Required action – Retype the listing exactly, with no images.

Records provided –

[Start of section]

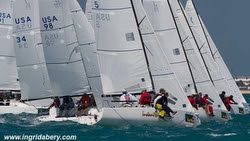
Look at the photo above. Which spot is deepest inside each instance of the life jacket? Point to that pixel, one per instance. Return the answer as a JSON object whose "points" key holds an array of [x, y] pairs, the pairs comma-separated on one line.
{"points": [[228, 100], [127, 97], [145, 98]]}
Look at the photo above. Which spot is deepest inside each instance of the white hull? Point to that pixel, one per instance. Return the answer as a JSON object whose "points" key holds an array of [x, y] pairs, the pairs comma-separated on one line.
{"points": [[16, 107], [125, 116], [220, 115], [235, 109], [92, 118], [148, 116]]}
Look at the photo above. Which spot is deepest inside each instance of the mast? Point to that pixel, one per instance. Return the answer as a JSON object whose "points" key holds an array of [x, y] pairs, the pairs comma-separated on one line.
{"points": [[210, 77], [189, 67], [203, 30], [137, 23]]}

[End of section]

Response for this exercise –
Look at the photo above. Which spot is deepest inside each instance of the life jacket? Point to that pixel, one per instance. Return the answer as a JSON object whose "points" key holds an array of [x, y] pairs, the pairs comma-separated on one line.
{"points": [[228, 100], [127, 97], [145, 98]]}
Look at the photo above. Which spot is deepest inside each instance of the white hull? Point to that pixel, one per instance. Return the answer as a JSON object whose "points" key holds an array of [x, y] pairs, the pairs comma-separated on one line.
{"points": [[16, 107], [125, 116], [220, 115], [235, 109], [92, 118], [148, 116]]}
Look at the photo above. Which spot is deepest inside each instance of the mast? Point to that pixel, one per instance. Return the answer as a JSON object whose "points" key holds an array of [x, y] pairs, the pairs comma-separated on one line.
{"points": [[210, 77], [189, 67], [203, 30], [137, 23]]}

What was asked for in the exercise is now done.